● Listed records
----------

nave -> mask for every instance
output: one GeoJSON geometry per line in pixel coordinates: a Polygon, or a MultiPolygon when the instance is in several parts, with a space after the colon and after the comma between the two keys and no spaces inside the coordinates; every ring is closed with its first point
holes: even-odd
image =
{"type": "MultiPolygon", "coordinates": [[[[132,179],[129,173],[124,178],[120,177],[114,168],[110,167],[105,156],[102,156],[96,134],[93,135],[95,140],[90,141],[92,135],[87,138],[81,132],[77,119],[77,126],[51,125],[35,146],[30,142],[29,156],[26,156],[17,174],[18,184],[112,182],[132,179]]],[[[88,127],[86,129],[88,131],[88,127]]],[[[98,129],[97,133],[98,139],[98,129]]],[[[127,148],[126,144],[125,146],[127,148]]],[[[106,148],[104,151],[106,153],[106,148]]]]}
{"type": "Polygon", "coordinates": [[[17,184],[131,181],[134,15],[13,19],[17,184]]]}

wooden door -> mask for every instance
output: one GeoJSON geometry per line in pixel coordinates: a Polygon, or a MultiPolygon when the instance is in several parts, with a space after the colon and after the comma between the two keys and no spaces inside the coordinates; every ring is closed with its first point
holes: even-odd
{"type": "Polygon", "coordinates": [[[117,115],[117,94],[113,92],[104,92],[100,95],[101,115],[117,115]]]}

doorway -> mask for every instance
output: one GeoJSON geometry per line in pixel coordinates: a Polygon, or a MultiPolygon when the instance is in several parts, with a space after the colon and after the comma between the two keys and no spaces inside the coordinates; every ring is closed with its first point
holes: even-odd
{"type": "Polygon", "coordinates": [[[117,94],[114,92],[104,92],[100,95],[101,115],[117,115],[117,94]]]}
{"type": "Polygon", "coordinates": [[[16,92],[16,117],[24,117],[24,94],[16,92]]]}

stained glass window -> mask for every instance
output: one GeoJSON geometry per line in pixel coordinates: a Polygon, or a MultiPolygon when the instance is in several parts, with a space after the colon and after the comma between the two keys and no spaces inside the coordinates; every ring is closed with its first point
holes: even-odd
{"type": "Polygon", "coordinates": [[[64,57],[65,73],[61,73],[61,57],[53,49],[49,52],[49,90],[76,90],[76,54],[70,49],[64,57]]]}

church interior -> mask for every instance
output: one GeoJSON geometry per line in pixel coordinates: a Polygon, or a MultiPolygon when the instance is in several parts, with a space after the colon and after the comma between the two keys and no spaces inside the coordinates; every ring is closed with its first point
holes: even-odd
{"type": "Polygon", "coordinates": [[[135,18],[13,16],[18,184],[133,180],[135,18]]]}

----------

● Problem statement
Please update all the items above by replacing "even-odd" with "nonzero" wherever it appears, leaving everything else unchanged.

● Full answer
nave -> mask for every instance
output: one GeoJSON geometry per line in pixel coordinates: a Polygon, or a MultiPolygon when the instance is in several parts, with a space after the colon and after the comma between the two keys and no spaces inside the coordinates; every ring is closed with its first point
holes: nonzero
image =
{"type": "MultiPolygon", "coordinates": [[[[132,179],[129,173],[124,178],[120,177],[114,168],[110,167],[105,156],[102,156],[96,134],[93,135],[95,140],[90,141],[92,135],[87,138],[81,132],[77,119],[77,126],[51,125],[35,146],[30,142],[29,156],[26,156],[17,174],[18,184],[112,182],[132,179]]],[[[88,127],[86,129],[88,131],[88,127]]],[[[98,129],[97,133],[98,139],[98,129]]],[[[127,148],[126,144],[125,146],[127,148]]],[[[106,148],[104,151],[106,153],[106,148]]]]}
{"type": "Polygon", "coordinates": [[[17,184],[131,181],[134,15],[13,19],[17,184]]]}

wooden door -> mask for every instance
output: one GeoJSON geometry per line in pixel coordinates: a Polygon, or a MultiPolygon when the instance is in several parts, with a space after the colon and after the comma between the two keys and no spaces inside the coordinates; every ring is closed with its first point
holes: nonzero
{"type": "Polygon", "coordinates": [[[117,115],[117,94],[113,92],[104,92],[100,95],[101,115],[117,115]]]}

doorway -> mask for every instance
output: one GeoJSON geometry per line in pixel coordinates: a Polygon, or a MultiPolygon when the instance is in several parts, with a space after the colon and after the comma between the two keys and no spaces inside the coordinates; every ring is closed with its first point
holes: nonzero
{"type": "Polygon", "coordinates": [[[117,94],[114,92],[104,92],[100,95],[101,115],[117,115],[117,94]]]}
{"type": "Polygon", "coordinates": [[[16,92],[16,117],[24,117],[24,94],[16,92]]]}

stained glass window -> mask for every instance
output: one GeoJSON geometry per line in pixel coordinates: a Polygon, or a MultiPolygon when the instance is in several parts, with a space after the colon and after the comma between the two keys and no spaces inside the coordinates; every ring is closed with its first point
holes: nonzero
{"type": "Polygon", "coordinates": [[[64,57],[65,73],[61,73],[61,57],[53,49],[49,52],[49,90],[76,90],[76,54],[70,49],[64,57]]]}

church interior -> mask for every instance
output: one GeoJSON geometry per line in pixel coordinates: a Polygon, or a MultiPolygon when the instance is in several parts, with a space after the colon and after the comma between the two keys and no spaces inside the coordinates; every ring is closed with its first point
holes: nonzero
{"type": "Polygon", "coordinates": [[[135,18],[13,16],[18,184],[133,180],[135,18]]]}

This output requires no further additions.